## EXERCISE INSTRUCTIONS
Transcribe the tail of the listing: start at the line containing "Q: Where exactly is the oregon" and stop after the last line, keeping every character as is and adding nothing.

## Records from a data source
-------------------------

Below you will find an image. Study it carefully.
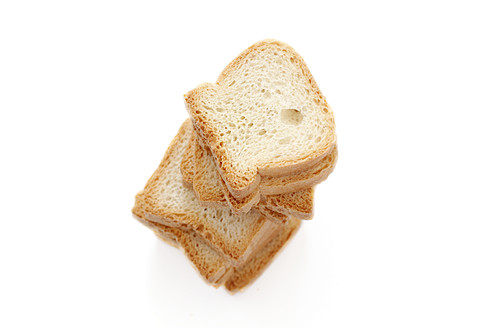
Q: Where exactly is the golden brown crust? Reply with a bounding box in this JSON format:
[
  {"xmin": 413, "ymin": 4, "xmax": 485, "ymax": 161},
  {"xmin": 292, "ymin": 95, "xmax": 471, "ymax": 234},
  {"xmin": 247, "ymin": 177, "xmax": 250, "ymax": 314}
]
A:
[
  {"xmin": 225, "ymin": 219, "xmax": 301, "ymax": 292},
  {"xmin": 180, "ymin": 134, "xmax": 195, "ymax": 188},
  {"xmin": 132, "ymin": 192, "xmax": 232, "ymax": 287},
  {"xmin": 260, "ymin": 144, "xmax": 338, "ymax": 195}
]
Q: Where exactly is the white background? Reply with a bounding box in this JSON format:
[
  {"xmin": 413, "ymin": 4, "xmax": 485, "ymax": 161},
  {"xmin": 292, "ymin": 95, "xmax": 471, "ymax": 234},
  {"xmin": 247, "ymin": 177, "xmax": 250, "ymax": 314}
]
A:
[{"xmin": 0, "ymin": 0, "xmax": 492, "ymax": 327}]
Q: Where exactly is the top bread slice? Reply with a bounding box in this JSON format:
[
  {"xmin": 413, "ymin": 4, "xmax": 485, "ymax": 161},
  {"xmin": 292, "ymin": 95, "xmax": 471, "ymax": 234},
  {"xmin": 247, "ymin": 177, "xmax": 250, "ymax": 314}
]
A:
[
  {"xmin": 184, "ymin": 40, "xmax": 336, "ymax": 199},
  {"xmin": 144, "ymin": 120, "xmax": 280, "ymax": 265}
]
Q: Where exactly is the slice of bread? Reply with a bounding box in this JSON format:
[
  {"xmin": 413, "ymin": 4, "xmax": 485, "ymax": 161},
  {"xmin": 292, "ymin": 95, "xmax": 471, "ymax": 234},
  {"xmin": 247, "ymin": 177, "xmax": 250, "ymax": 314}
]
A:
[
  {"xmin": 144, "ymin": 120, "xmax": 280, "ymax": 265},
  {"xmin": 186, "ymin": 132, "xmax": 314, "ymax": 222},
  {"xmin": 132, "ymin": 192, "xmax": 300, "ymax": 292},
  {"xmin": 184, "ymin": 40, "xmax": 336, "ymax": 199},
  {"xmin": 190, "ymin": 129, "xmax": 338, "ymax": 219}
]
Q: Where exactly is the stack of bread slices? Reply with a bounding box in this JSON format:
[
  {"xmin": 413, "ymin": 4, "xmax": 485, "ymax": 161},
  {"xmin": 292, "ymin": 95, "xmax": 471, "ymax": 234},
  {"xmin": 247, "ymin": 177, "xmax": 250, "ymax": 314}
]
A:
[{"xmin": 133, "ymin": 40, "xmax": 338, "ymax": 292}]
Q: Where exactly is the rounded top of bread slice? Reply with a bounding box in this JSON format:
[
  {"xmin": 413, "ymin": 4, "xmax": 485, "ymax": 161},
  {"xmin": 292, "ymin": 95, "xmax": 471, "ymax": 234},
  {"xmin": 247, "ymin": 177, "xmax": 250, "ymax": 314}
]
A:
[{"xmin": 185, "ymin": 40, "xmax": 336, "ymax": 198}]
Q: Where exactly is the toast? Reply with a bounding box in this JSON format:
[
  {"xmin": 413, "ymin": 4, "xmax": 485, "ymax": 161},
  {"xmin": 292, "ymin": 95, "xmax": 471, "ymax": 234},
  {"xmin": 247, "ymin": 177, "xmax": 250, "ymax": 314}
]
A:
[
  {"xmin": 184, "ymin": 40, "xmax": 336, "ymax": 199},
  {"xmin": 143, "ymin": 120, "xmax": 280, "ymax": 265},
  {"xmin": 132, "ymin": 192, "xmax": 232, "ymax": 287},
  {"xmin": 132, "ymin": 192, "xmax": 300, "ymax": 292},
  {"xmin": 189, "ymin": 129, "xmax": 338, "ymax": 219}
]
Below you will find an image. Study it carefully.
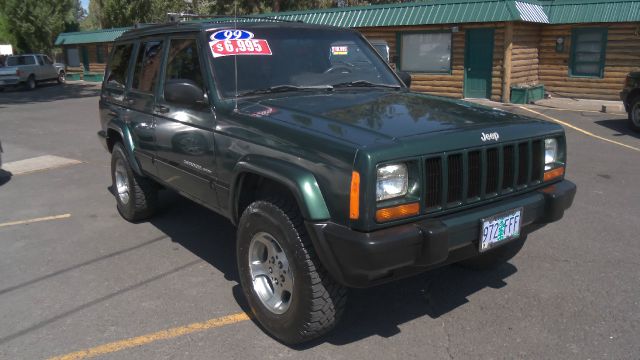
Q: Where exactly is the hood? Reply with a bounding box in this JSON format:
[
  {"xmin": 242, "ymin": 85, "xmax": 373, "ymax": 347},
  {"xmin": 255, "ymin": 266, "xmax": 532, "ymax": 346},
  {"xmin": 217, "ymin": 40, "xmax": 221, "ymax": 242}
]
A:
[{"xmin": 239, "ymin": 89, "xmax": 538, "ymax": 146}]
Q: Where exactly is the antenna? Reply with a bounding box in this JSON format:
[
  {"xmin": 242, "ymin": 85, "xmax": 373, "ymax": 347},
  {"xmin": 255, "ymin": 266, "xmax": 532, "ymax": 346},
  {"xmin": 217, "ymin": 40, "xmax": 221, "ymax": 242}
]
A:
[{"xmin": 233, "ymin": 0, "xmax": 238, "ymax": 112}]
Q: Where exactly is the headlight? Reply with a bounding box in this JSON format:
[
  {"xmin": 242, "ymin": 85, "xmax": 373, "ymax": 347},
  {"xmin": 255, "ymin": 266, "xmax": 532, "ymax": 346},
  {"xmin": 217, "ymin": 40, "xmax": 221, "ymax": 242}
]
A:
[
  {"xmin": 376, "ymin": 164, "xmax": 409, "ymax": 201},
  {"xmin": 544, "ymin": 139, "xmax": 558, "ymax": 171}
]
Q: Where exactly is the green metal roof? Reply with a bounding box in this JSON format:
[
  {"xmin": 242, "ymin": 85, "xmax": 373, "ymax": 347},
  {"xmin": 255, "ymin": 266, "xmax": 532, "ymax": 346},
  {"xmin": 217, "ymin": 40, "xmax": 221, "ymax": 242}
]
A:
[
  {"xmin": 544, "ymin": 0, "xmax": 640, "ymax": 24},
  {"xmin": 56, "ymin": 0, "xmax": 640, "ymax": 45},
  {"xmin": 258, "ymin": 0, "xmax": 548, "ymax": 27},
  {"xmin": 56, "ymin": 27, "xmax": 132, "ymax": 45}
]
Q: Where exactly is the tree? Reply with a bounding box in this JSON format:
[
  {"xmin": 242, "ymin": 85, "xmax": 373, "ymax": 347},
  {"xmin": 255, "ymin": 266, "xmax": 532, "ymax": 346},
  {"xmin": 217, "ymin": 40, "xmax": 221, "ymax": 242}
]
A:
[{"xmin": 0, "ymin": 0, "xmax": 77, "ymax": 53}]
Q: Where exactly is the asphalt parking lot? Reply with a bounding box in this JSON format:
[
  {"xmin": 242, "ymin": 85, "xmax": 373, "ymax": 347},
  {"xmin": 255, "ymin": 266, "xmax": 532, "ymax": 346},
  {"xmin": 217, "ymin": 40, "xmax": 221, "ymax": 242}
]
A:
[{"xmin": 0, "ymin": 83, "xmax": 640, "ymax": 360}]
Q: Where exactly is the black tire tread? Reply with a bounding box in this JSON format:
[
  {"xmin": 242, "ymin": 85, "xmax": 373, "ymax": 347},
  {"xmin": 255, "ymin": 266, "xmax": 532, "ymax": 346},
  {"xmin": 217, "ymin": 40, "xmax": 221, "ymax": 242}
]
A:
[
  {"xmin": 112, "ymin": 142, "xmax": 158, "ymax": 222},
  {"xmin": 245, "ymin": 197, "xmax": 348, "ymax": 343}
]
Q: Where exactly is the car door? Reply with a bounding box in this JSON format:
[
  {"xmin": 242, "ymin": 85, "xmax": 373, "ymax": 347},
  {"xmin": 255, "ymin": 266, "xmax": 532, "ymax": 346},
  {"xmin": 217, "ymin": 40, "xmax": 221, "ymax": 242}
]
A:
[
  {"xmin": 124, "ymin": 38, "xmax": 164, "ymax": 175},
  {"xmin": 154, "ymin": 34, "xmax": 218, "ymax": 208}
]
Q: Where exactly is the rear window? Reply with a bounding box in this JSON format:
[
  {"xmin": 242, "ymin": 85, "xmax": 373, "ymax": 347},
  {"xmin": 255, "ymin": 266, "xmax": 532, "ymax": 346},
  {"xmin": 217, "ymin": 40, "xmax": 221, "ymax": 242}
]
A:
[
  {"xmin": 7, "ymin": 56, "xmax": 36, "ymax": 66},
  {"xmin": 107, "ymin": 44, "xmax": 133, "ymax": 88}
]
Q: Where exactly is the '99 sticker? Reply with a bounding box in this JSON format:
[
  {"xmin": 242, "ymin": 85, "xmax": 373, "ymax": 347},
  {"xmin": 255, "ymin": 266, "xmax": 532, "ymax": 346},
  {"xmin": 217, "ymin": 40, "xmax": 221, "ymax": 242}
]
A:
[{"xmin": 214, "ymin": 29, "xmax": 253, "ymax": 41}]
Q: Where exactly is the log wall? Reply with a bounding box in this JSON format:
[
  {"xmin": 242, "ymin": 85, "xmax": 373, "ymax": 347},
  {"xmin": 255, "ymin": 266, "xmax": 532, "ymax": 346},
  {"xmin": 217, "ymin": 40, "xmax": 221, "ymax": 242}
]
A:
[
  {"xmin": 539, "ymin": 23, "xmax": 640, "ymax": 100},
  {"xmin": 511, "ymin": 23, "xmax": 542, "ymax": 85},
  {"xmin": 358, "ymin": 23, "xmax": 504, "ymax": 101}
]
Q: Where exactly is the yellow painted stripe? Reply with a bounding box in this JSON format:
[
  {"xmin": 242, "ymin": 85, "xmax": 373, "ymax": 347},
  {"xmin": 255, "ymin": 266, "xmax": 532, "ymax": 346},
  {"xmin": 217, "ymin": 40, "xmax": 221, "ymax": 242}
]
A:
[
  {"xmin": 0, "ymin": 214, "xmax": 71, "ymax": 227},
  {"xmin": 49, "ymin": 312, "xmax": 249, "ymax": 360},
  {"xmin": 518, "ymin": 106, "xmax": 640, "ymax": 152}
]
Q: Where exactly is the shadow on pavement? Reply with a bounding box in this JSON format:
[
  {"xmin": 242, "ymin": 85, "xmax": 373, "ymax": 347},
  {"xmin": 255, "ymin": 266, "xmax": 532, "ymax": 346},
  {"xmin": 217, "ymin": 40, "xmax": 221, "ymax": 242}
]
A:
[
  {"xmin": 151, "ymin": 191, "xmax": 517, "ymax": 350},
  {"xmin": 595, "ymin": 118, "xmax": 640, "ymax": 139},
  {"xmin": 0, "ymin": 169, "xmax": 13, "ymax": 186},
  {"xmin": 0, "ymin": 82, "xmax": 100, "ymax": 108}
]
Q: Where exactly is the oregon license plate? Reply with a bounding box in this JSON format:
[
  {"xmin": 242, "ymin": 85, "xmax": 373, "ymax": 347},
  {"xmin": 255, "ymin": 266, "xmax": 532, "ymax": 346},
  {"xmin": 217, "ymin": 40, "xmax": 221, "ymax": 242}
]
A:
[{"xmin": 480, "ymin": 208, "xmax": 522, "ymax": 252}]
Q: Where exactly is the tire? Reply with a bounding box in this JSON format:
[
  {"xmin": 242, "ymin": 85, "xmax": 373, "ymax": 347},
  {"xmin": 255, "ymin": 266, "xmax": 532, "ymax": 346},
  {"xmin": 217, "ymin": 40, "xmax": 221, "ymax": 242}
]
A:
[
  {"xmin": 26, "ymin": 75, "xmax": 38, "ymax": 91},
  {"xmin": 111, "ymin": 143, "xmax": 158, "ymax": 222},
  {"xmin": 237, "ymin": 201, "xmax": 347, "ymax": 345},
  {"xmin": 629, "ymin": 96, "xmax": 640, "ymax": 132},
  {"xmin": 456, "ymin": 236, "xmax": 527, "ymax": 270},
  {"xmin": 56, "ymin": 71, "xmax": 67, "ymax": 85}
]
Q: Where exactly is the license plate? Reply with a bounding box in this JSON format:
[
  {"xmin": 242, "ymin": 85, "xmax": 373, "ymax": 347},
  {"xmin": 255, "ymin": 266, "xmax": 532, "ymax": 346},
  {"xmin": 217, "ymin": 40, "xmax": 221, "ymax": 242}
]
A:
[{"xmin": 480, "ymin": 208, "xmax": 522, "ymax": 252}]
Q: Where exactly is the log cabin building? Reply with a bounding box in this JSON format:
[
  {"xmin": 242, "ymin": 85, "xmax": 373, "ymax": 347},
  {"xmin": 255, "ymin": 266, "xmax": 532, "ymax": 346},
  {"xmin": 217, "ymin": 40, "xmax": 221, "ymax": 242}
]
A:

-------------------------

## EXERCISE OUTPUT
Q: Where exactly is the oregon license plate? Reply with a bounding box in this JSON format:
[
  {"xmin": 242, "ymin": 85, "xmax": 373, "ymax": 347},
  {"xmin": 255, "ymin": 266, "xmax": 532, "ymax": 346},
  {"xmin": 217, "ymin": 40, "xmax": 221, "ymax": 242}
]
A:
[{"xmin": 480, "ymin": 208, "xmax": 522, "ymax": 252}]
Q: Where exactly is the tire? Reply with a bounding box in this JSON format:
[
  {"xmin": 242, "ymin": 85, "xmax": 373, "ymax": 347},
  {"xmin": 255, "ymin": 266, "xmax": 532, "ymax": 346},
  {"xmin": 217, "ymin": 40, "xmax": 221, "ymax": 242}
]
A:
[
  {"xmin": 26, "ymin": 75, "xmax": 38, "ymax": 91},
  {"xmin": 111, "ymin": 143, "xmax": 158, "ymax": 222},
  {"xmin": 237, "ymin": 201, "xmax": 347, "ymax": 345},
  {"xmin": 629, "ymin": 96, "xmax": 640, "ymax": 132},
  {"xmin": 456, "ymin": 236, "xmax": 527, "ymax": 270},
  {"xmin": 56, "ymin": 71, "xmax": 67, "ymax": 85}
]
Q: Where exactly is the license plate? Reply with a bounding box in this JSON format:
[
  {"xmin": 242, "ymin": 85, "xmax": 373, "ymax": 347},
  {"xmin": 255, "ymin": 266, "xmax": 532, "ymax": 346},
  {"xmin": 217, "ymin": 40, "xmax": 221, "ymax": 242}
]
A:
[{"xmin": 480, "ymin": 208, "xmax": 522, "ymax": 252}]
Q: Where exactly is the log cabin building? Reply with a bounding box in this JSON format:
[
  {"xmin": 242, "ymin": 85, "xmax": 373, "ymax": 347},
  {"xmin": 255, "ymin": 266, "xmax": 532, "ymax": 346},
  {"xmin": 217, "ymin": 40, "xmax": 221, "ymax": 242}
]
A:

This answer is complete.